───── Entries ─────
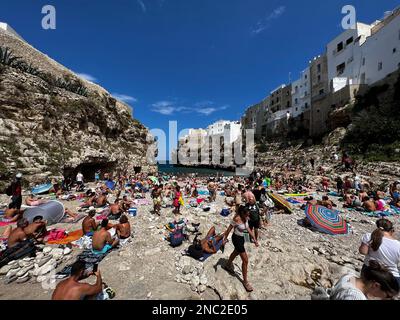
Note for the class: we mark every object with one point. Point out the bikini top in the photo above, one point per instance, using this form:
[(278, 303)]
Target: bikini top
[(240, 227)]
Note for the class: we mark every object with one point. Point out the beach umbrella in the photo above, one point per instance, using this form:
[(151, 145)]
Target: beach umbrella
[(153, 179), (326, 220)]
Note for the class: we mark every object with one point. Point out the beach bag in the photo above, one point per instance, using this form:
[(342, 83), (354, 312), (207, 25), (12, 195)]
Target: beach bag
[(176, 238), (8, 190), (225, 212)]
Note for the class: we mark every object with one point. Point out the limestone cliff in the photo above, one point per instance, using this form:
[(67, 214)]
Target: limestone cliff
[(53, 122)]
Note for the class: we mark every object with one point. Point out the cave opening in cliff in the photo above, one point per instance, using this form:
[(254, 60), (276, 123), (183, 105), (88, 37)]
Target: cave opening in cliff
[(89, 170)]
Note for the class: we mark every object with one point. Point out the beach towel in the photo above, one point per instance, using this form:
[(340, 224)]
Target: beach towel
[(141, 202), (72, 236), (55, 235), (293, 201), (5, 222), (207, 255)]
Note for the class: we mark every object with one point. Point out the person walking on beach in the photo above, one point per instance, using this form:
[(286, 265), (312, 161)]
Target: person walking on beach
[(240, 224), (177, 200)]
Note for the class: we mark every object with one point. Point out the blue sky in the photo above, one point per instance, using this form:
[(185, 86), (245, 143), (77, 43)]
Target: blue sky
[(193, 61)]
─────
• **What you should do**
Return, character for character, the entries starting at the line that has "the beach bag" and ending after the line that has "[(53, 122)]", including both of those lines.

• **Answer**
Note for the class: we mark every object with one point. Point out the beach bag in the photo above, one point per instance, using this form:
[(342, 83), (354, 312), (207, 25), (12, 195)]
Target: beach bag
[(176, 238), (8, 190), (225, 212)]
Note for the class: we mark every object with one point. Point out the limestone cliff in the photo above, one point per instance, using this form:
[(67, 214)]
Target: limestone cliff
[(53, 122)]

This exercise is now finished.